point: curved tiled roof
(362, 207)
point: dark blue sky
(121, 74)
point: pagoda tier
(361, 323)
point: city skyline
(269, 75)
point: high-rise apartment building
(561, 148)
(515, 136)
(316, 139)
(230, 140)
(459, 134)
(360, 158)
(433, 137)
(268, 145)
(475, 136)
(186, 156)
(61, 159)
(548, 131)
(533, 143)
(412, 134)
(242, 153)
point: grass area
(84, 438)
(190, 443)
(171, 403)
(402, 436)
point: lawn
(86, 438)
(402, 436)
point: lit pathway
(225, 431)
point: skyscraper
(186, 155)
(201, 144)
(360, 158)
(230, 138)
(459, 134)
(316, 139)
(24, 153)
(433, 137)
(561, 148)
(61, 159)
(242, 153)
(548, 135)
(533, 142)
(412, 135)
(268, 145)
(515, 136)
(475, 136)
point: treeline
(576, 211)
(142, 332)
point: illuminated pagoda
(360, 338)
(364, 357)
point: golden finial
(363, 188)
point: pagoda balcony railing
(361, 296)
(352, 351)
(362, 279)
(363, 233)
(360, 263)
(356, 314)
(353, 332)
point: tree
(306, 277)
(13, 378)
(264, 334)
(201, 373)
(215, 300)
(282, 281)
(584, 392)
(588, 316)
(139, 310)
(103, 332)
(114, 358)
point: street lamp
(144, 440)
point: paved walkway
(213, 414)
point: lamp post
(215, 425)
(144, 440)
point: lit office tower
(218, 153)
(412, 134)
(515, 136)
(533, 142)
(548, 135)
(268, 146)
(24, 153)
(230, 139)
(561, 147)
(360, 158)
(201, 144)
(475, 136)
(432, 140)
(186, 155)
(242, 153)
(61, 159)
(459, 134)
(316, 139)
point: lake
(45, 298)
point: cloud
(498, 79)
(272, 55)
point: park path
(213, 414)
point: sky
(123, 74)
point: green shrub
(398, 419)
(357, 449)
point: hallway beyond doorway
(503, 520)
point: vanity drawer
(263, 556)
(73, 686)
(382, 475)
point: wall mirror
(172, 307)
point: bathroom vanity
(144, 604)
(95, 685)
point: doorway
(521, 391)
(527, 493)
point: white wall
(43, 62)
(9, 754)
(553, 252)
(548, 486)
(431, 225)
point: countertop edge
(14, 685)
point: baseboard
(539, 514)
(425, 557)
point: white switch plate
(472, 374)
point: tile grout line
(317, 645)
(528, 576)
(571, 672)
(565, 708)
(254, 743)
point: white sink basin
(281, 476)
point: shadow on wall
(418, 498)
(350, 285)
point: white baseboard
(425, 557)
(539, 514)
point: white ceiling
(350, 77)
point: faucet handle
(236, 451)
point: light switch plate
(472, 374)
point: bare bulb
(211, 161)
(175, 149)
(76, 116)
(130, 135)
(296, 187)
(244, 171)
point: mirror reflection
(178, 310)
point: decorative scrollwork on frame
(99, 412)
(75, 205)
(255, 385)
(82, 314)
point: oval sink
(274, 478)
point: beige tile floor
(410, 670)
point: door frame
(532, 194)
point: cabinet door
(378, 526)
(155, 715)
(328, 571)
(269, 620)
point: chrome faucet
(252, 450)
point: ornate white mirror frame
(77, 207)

============================================================

* EXERCISE BRIEF *
A verbatim version of the complete listing above is to be returned.

* ANSWER BOX *
point: curved tiled roof
(362, 207)
point: dark blue sky
(121, 74)
point: pagoda tier
(361, 323)
point: city skyline
(269, 75)
point: high-rise apartment building
(561, 148)
(515, 136)
(316, 139)
(230, 140)
(459, 134)
(360, 158)
(433, 137)
(268, 145)
(475, 136)
(186, 156)
(61, 159)
(548, 131)
(533, 143)
(412, 134)
(242, 153)
point: grass area
(84, 438)
(190, 443)
(171, 403)
(402, 436)
point: lawn
(86, 438)
(402, 436)
point: lit pathway
(225, 431)
point: skyscraper
(186, 155)
(201, 144)
(360, 158)
(230, 138)
(459, 134)
(316, 139)
(24, 153)
(433, 137)
(561, 148)
(61, 159)
(242, 153)
(548, 135)
(533, 142)
(412, 135)
(268, 145)
(515, 136)
(475, 136)
point: treeline
(576, 211)
(142, 332)
point: illuminated pagoda
(360, 338)
(364, 357)
point: golden finial
(363, 188)
point: pagoda balcony railing
(361, 296)
(352, 351)
(362, 279)
(363, 233)
(360, 263)
(356, 314)
(353, 332)
point: tree
(306, 277)
(13, 378)
(264, 334)
(201, 373)
(215, 300)
(282, 281)
(584, 392)
(588, 316)
(139, 310)
(103, 332)
(114, 358)
point: street lamp
(144, 440)
point: paved walkway
(213, 414)
point: lamp post
(215, 425)
(144, 440)
point: lit office tower
(218, 153)
(412, 134)
(515, 136)
(533, 142)
(548, 135)
(268, 146)
(24, 153)
(230, 139)
(561, 147)
(360, 158)
(201, 144)
(475, 136)
(432, 140)
(186, 155)
(242, 153)
(61, 159)
(459, 134)
(316, 139)
point: lake
(45, 298)
point: cloud
(498, 79)
(272, 55)
point: park path
(213, 414)
point: sky
(123, 74)
point: green shrub
(398, 419)
(357, 449)
point: hallway beyond doorway
(503, 520)
point: vanity drawer
(263, 556)
(73, 686)
(382, 475)
point: wall mirror
(172, 307)
point: bathroom vanity
(144, 604)
(95, 685)
point: doorway
(521, 391)
(527, 493)
point: white wall
(43, 62)
(9, 754)
(553, 252)
(548, 486)
(431, 225)
point: countertop edge
(14, 685)
point: baseboard
(539, 514)
(425, 557)
point: white switch plate
(472, 374)
point: tile grout line
(317, 645)
(528, 576)
(571, 672)
(565, 708)
(254, 743)
point: white sink basin
(281, 476)
point: shadow on wall
(418, 498)
(350, 285)
point: white baseboard
(425, 557)
(539, 514)
point: white ceiling
(350, 77)
point: faucet handle
(236, 451)
point: light switch plate
(472, 374)
point: bare bulb
(211, 161)
(175, 149)
(76, 116)
(130, 135)
(296, 187)
(244, 171)
point: mirror reflection
(178, 310)
point: decorative scrollwork on frame
(99, 412)
(75, 205)
(255, 385)
(82, 314)
point: oval sink
(274, 478)
point: beige tile floor
(410, 670)
point: door frame
(532, 194)
point: cabinet door
(378, 526)
(155, 715)
(328, 571)
(269, 620)
point: chrome faucet
(252, 450)
point: ornate white mirror frame
(77, 207)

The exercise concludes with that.